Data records
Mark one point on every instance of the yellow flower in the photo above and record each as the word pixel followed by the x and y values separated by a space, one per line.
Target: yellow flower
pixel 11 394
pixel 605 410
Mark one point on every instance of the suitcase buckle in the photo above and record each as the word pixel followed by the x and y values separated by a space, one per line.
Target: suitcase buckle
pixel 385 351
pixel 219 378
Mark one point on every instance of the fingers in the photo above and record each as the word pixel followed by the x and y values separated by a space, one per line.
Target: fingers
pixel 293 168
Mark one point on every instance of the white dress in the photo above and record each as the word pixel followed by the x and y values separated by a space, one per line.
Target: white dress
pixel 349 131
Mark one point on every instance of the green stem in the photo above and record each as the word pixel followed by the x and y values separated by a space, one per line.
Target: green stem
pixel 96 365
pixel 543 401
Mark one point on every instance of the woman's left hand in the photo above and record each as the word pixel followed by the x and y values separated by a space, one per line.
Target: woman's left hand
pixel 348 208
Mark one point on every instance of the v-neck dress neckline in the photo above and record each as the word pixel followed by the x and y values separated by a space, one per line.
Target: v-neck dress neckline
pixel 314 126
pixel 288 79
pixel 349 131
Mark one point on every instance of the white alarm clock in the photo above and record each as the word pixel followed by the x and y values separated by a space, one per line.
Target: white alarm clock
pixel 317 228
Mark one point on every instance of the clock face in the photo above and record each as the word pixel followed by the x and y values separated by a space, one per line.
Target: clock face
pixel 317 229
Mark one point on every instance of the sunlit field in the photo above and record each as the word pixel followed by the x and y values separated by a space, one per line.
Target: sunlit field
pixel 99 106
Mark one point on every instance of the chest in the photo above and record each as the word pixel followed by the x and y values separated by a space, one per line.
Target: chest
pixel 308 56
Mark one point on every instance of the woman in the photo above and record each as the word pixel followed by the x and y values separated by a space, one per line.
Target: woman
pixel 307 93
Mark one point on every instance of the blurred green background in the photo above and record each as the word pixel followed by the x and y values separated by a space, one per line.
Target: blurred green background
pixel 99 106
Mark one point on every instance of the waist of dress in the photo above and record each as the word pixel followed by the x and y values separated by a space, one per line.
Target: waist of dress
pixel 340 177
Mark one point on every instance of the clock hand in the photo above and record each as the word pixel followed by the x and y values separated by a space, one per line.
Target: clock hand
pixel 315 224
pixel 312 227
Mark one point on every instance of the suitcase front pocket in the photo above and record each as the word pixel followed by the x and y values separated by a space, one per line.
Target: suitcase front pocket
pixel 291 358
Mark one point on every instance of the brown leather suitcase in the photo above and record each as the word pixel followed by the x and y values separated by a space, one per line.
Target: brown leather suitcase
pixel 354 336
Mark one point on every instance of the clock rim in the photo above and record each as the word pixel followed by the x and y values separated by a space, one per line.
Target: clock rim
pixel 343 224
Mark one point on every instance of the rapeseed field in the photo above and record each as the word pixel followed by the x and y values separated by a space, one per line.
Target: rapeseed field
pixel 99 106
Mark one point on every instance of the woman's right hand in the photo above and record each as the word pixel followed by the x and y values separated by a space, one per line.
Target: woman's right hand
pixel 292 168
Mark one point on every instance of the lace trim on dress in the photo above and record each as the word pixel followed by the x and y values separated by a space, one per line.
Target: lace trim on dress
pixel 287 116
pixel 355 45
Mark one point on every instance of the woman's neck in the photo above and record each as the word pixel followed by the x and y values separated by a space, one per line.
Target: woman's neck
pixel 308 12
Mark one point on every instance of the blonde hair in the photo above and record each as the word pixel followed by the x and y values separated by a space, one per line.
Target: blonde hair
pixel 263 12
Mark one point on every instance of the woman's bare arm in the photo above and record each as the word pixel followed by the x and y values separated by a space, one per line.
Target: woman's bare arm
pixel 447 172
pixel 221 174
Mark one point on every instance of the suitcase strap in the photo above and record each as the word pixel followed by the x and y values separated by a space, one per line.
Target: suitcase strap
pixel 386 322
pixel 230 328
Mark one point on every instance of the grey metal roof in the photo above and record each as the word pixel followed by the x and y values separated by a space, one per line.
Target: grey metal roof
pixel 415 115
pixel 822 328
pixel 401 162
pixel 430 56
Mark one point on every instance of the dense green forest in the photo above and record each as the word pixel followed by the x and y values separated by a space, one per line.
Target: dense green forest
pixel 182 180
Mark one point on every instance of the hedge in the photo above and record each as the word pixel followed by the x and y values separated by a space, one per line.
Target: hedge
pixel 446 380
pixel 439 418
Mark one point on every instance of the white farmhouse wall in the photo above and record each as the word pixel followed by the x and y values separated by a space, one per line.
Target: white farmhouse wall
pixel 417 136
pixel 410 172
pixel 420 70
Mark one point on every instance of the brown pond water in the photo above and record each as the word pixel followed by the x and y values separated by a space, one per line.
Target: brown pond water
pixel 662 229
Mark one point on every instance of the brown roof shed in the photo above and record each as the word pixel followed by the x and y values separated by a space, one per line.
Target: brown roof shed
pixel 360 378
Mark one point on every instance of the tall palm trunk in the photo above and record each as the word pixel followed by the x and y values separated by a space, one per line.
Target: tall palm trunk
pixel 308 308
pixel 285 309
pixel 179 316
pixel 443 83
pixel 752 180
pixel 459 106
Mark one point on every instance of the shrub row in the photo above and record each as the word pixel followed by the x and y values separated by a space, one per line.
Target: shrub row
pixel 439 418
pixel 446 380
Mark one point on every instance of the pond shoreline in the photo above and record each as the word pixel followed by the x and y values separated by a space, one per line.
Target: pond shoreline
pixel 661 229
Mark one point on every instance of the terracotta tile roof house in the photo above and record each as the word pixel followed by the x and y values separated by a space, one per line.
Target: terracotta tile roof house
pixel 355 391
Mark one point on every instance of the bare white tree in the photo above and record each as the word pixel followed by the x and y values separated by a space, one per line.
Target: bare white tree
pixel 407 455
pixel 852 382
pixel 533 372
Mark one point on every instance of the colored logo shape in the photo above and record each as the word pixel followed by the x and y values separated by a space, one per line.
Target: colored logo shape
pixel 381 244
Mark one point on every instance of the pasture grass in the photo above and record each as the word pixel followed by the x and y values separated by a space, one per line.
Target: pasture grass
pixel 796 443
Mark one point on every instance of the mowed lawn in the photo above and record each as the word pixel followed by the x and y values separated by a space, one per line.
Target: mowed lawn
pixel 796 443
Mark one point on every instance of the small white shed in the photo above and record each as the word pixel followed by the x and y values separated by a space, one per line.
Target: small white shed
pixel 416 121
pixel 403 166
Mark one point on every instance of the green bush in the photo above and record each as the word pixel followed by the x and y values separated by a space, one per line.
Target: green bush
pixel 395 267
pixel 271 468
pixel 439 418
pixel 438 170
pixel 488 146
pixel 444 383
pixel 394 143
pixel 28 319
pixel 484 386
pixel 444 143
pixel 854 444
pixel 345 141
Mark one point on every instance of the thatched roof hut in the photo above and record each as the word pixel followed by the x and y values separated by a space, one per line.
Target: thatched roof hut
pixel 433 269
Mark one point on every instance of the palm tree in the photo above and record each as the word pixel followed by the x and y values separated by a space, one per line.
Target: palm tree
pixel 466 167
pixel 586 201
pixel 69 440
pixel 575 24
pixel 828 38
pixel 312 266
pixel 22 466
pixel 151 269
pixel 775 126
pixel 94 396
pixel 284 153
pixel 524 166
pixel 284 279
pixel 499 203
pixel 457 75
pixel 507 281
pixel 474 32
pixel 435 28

To do:
The data above must be restated word for word.

Solved exercise:
Mark one point on every instance of the yellow flower in the photo above and record each as the word pixel followed by the x and y values separated by a space, one per line.
Target: yellow flower
pixel 11 394
pixel 605 410
Mark one point on every instance of the suitcase buckle in the photo above and record each as the word pixel followed by the x and y values separated by a space, one per line.
Target: suitcase buckle
pixel 385 351
pixel 219 378
Mark one point on every instance of the fingers in the photo above and record each as the word pixel followed by the x and y values separated by a space, one per line.
Target: fingers
pixel 293 168
Mark one point on every instance of the white dress in the photo above and record each as the word pixel followed by the x and y values separated by a space, one per line.
Target: white dress
pixel 349 131
Mark one point on every instance of the green stem in the photo above and record each as the word pixel followed by the x and y values separated by a space, one per line.
Target: green stem
pixel 96 365
pixel 543 401
Mark one point on every instance of the woman's left hand in the photo above and record each as the word pixel followed by the x and y values separated by a space, one per line.
Target: woman's left hand
pixel 348 208
Mark one point on every instance of the v-neck dress neckline in the photo above and record each as the word pixel followed by the x and y values separated by a space, one per line.
Target: v-neck dress neckline
pixel 314 126
pixel 288 79
pixel 349 131
Mark one point on every instance of the white alarm clock in the photo above and record each as the word pixel followed by the x and y values separated by a space, one per line.
Target: white alarm clock
pixel 317 228
Mark one point on every instance of the clock face in the photo above and record each as the word pixel followed by the x and y values separated by a space, one per line.
Target: clock face
pixel 317 229
Mark one point on every instance of the sunlit field in the photo above and record each as the word pixel followed by the x and y values separated by a space, one per line.
Target: sunlit field
pixel 99 106
Mark one point on every instance of the chest in the photo above and record each as the word pixel followed by the x and y values separated by a space, one per line.
Target: chest
pixel 308 56
Mark one point on every instance of the woman in the photo above and record each as the word pixel followed by the x and y values separated by a space, one per line.
Target: woman
pixel 307 93
Mark one point on every instance of the blurred green background in the photo above and record each as the word pixel followed by the x and y values separated by a space, one per line.
Target: blurred green background
pixel 99 106
Mark one point on every instance of the waist of dress in the photo above and record each as the word pixel followed by the x and y values separated by a space, one per line.
Target: waist of dress
pixel 340 177
Mark one point on every instance of the clock hand in the photo above and record each as the word pixel followed by the x and y values separated by a space, one per line.
Target: clock hand
pixel 315 224
pixel 312 227
Mark one point on every instance of the suitcase front pocket in the photo above and record each as the word pixel followed by the x and y values separated by a space, one per line.
Target: suitcase front pocket
pixel 291 358
Mark one point on every instance of the brown leather suitcase in the photo above and record each as the word pixel followed by the x and y values separated by a space, one per line.
Target: brown leather suitcase
pixel 354 336
Mark one point on every instance of the clock rim in the photo above and record each as the word pixel followed by the x and y values separated by a space, one per line.
Target: clock rim
pixel 343 224
Mark one point on every instance of the rapeseed field in the photo above and record each as the word pixel followed by the x and y values separated by a space, one per line.
Target: rapeseed field
pixel 99 106
Mark one point on every instance of the woman's right hand in the photo above and record each as the word pixel followed by the x and y values separated by a space, one per line.
Target: woman's right hand
pixel 292 168
Mark one point on every instance of the lace trim on dress in the photo above and record each as the word pixel followed by the x and y values separated by a space, one per line.
Target: lace trim on dress
pixel 287 116
pixel 355 45
Mark one point on every instance of the woman's neck in the photo above and record each as the word pixel followed by the x and y values separated by a space, one per line.
Target: woman's neck
pixel 308 12
Mark one point on every instance of the blonde hair in the photo above and record each as the word pixel followed by the x and y values separated by a space, one per line.
Target: blonde hair
pixel 263 12
Mark one point on every instance of the woman's bare arm in the photo above and record each as the word pixel followed by the x and y values separated by a space, one per line.
Target: woman's bare arm
pixel 447 172
pixel 221 174
Mark one point on every instance of the suitcase strap in the photo above and record each as the word pixel followed by the x and y values separated by a space, one per line.
Target: suitcase strap
pixel 386 322
pixel 230 328
Mark one point on every instance of the grey metal roof in the photo above and record each as the word pixel followed by the x and y values separated by a space, one per line.
Target: grey metal roof
pixel 415 115
pixel 822 328
pixel 401 162
pixel 430 56
Mark one point on every instance of the dense green forest in the photo above and record each as the word pixel followed by the x and y values separated by a space, one per line.
Target: dense green forest
pixel 182 180
Mark one point on every instance of the hedge in the photo above and record each as the word pixel followed by the x and y values separated by a space, one per line.
Target: hedge
pixel 446 380
pixel 439 418
Mark one point on every instance of the white farmhouse wall in the photo above and record each as the word pixel followed by the x and y values separated by a space, one per line.
Target: white farmhouse wall
pixel 417 136
pixel 410 172
pixel 420 70
Mark one point on every instance of the brown pond water in the photo above and record each as the word pixel followed by the x and y values separated by a space, one per line.
Target: brown pond water
pixel 662 229
Mark one point on every instance of the brown roof shed in the photo above and record each as the word pixel followed by the x and y values separated by a space, one per line.
Target: brown roof shed
pixel 360 378
Mark one point on every instance of the tall palm trunk in the photo above and record each as the word pixel followed by the x and y values separated by a space, one per line.
Target: tall palm trunk
pixel 308 308
pixel 285 309
pixel 179 316
pixel 443 83
pixel 752 180
pixel 459 106
Mark one point on every instance of the shrub row in the photo above and record each as the word pixel followed by the x and y values separated by a space, one per line.
Target: shrub row
pixel 439 418
pixel 446 380
Mark one point on every instance of the pond shoreline in the photo above and record each as the word pixel followed by the x and y values separated by a space, one per line.
Target: pond shoreline
pixel 661 229
Mark one point on every instance of the terracotta tile roof house in the photo above and record each as the word pixel followed by the x and y values separated by a space, one per line.
Target: terracotta tile roof house
pixel 355 391
Mark one point on every instance of the bare white tree in the photo above and record each as the word pixel followed by the x and y values separated by a space, one per line.
Target: bare white tree
pixel 407 455
pixel 852 382
pixel 533 372
Mark one point on every instance of the colored logo shape in the photo above and record each as the word pixel followed by the x and y values separated by a space, one per line.
Target: colored logo shape
pixel 381 244
Mark one point on every instance of the pasture grass in the photo above and record each as the word pixel followed by the x and y values separated by a space, one per line.
Target: pasture grass
pixel 796 443
Mark one point on every instance of the mowed lawn in the photo above and record each as the word pixel followed by the x and y values separated by a space, one per line.
Target: mowed lawn
pixel 796 443
Mark one point on every instance of the small white shed in the photo above and record each as the word pixel followed by the x and y values separated by a space, one per line.
Target: small white shed
pixel 416 121
pixel 403 166
Mark one point on every instance of the green bush in the photo above and record each as the word pixel followed by the x and y values separated by a space, one per line.
Target: green bush
pixel 395 267
pixel 271 468
pixel 439 418
pixel 438 170
pixel 488 146
pixel 444 383
pixel 394 143
pixel 28 319
pixel 484 386
pixel 444 143
pixel 854 444
pixel 345 141
Mark one point on every instance of the thatched roof hut in the photo above and record each as the word pixel followed by the x and y values separated by a space, one per line.
Target: thatched roof hut
pixel 433 269
Mark one point on every instance of the palm tree in the photo above and record each as the word pixel followed by the x and y values separated by a space, one per line.
Target: palm tree
pixel 466 167
pixel 586 201
pixel 69 440
pixel 575 24
pixel 828 38
pixel 312 266
pixel 22 466
pixel 151 269
pixel 775 126
pixel 94 396
pixel 284 153
pixel 524 166
pixel 284 279
pixel 499 203
pixel 457 75
pixel 507 281
pixel 474 32
pixel 435 28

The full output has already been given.